**Material provided:**
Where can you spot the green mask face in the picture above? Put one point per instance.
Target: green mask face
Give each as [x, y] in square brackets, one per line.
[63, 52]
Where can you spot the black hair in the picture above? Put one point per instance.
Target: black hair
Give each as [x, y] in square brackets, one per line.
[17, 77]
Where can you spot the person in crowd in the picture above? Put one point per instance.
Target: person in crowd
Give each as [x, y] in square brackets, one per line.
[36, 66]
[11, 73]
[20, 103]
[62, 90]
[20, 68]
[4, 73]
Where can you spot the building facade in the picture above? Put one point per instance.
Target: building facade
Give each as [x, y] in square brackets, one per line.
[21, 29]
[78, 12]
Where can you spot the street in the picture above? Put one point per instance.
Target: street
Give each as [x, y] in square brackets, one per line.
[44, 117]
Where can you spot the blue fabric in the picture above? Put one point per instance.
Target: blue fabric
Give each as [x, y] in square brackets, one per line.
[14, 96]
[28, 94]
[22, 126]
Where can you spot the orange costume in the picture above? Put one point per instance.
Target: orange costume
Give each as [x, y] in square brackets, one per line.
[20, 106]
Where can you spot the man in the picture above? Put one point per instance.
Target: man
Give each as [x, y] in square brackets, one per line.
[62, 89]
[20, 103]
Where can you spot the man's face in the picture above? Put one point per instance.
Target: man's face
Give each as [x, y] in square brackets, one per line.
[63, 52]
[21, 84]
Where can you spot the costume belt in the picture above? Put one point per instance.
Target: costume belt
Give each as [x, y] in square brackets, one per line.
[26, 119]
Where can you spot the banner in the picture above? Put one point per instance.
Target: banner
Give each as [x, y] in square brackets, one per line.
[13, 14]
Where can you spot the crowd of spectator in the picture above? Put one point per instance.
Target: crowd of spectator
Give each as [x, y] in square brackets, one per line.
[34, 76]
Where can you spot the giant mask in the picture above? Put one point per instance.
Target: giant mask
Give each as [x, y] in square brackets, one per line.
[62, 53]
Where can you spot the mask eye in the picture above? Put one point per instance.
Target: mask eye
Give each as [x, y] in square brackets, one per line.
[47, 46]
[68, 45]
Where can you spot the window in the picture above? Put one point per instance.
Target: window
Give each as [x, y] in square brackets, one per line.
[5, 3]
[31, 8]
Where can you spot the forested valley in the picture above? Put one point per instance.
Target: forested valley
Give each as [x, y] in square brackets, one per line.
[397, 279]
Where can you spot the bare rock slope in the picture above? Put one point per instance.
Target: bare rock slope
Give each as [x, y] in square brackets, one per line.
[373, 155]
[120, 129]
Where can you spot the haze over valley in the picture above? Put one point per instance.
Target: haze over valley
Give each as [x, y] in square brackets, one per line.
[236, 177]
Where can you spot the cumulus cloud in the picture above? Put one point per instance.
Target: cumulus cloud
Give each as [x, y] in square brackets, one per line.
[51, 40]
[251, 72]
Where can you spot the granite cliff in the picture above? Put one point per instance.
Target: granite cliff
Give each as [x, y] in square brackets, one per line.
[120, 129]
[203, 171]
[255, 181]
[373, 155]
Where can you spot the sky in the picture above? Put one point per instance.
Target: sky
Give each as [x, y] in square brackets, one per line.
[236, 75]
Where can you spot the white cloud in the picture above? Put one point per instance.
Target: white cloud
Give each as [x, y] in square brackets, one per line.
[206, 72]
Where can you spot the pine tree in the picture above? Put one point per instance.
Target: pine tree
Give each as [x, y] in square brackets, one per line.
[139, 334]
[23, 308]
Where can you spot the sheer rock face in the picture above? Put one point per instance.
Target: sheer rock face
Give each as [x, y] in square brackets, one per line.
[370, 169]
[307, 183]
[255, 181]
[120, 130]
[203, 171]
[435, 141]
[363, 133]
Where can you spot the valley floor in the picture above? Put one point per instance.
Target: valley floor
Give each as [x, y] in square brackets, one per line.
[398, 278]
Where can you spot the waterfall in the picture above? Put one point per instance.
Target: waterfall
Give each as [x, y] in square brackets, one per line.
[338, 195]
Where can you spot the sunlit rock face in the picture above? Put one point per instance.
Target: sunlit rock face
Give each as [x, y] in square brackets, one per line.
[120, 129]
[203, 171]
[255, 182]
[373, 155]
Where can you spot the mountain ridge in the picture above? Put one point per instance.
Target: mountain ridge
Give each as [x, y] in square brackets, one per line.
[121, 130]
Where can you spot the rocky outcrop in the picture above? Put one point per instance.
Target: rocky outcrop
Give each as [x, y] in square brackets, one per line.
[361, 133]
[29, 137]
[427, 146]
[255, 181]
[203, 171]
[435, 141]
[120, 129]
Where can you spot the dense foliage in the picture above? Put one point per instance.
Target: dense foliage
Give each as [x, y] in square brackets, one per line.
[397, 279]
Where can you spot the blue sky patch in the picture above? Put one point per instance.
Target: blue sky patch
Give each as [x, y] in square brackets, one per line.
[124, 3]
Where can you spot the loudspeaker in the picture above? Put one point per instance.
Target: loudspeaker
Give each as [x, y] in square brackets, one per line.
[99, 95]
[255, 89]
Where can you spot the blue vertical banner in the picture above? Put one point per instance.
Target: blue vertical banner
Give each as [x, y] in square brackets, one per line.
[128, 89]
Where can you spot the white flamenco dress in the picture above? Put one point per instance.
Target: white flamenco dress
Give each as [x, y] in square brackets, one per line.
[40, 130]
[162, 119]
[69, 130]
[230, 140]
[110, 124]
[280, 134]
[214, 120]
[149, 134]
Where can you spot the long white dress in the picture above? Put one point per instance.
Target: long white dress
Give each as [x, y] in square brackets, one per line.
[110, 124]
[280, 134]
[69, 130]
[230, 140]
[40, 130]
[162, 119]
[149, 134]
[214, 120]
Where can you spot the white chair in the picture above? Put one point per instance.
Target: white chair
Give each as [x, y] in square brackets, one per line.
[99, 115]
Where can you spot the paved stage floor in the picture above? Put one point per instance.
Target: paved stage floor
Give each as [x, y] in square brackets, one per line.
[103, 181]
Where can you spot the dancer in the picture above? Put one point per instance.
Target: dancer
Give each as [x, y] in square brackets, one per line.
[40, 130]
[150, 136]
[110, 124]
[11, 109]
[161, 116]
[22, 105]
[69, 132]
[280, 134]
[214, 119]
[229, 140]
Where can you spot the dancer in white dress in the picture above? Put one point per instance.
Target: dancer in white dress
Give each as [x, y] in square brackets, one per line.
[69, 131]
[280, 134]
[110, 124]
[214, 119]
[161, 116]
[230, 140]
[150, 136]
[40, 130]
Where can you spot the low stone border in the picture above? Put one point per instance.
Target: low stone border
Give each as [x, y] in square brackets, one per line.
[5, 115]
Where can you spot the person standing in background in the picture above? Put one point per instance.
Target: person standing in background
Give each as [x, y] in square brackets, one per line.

**Your objective:** Copy the data again, starting at the line that contains "Where can you spot the white chair" and stopping after the last line of the data, with both ends included. Multiply every coordinate in the answers by 2.15 and round it to the nearest whole number, rounding halves up, and leave the requests unchanged.

**Solution for this task:**
Where can you spot the white chair in the picture above? Put one point per instance.
Target: white chair
Give each as [x, y] in square brackets, one per line.
[213, 247]
Where can you spot the paved stage floor in the picture above? Put one point per instance.
Target: paved stage floor
Give each as [x, y] in square brackets, one per line.
[221, 389]
Where can you spot the dancer in the picture above? Put one point per instance.
Target: dancer
Give each as [x, y] in square brackets, one per line.
[86, 280]
[323, 292]
[237, 267]
[24, 234]
[346, 249]
[47, 226]
[148, 284]
[602, 288]
[460, 256]
[492, 301]
Where can you spot the dancer in white dress in the picture above? Put one point per instance.
Target: dancer in white dress
Give each as [x, y] in square brackets, one per line.
[148, 282]
[602, 288]
[237, 267]
[460, 256]
[346, 249]
[495, 301]
[323, 292]
[86, 280]
Where can you spot the low stone border in the picture above? Put one point per instance.
Target: low stone border
Give each as [x, y] in square brackets, one per line.
[11, 247]
Where can you spot the person standing in background in the picture above? Put one point per instance.
Target: person standing in background
Give each as [x, y] in square brackets, one per line.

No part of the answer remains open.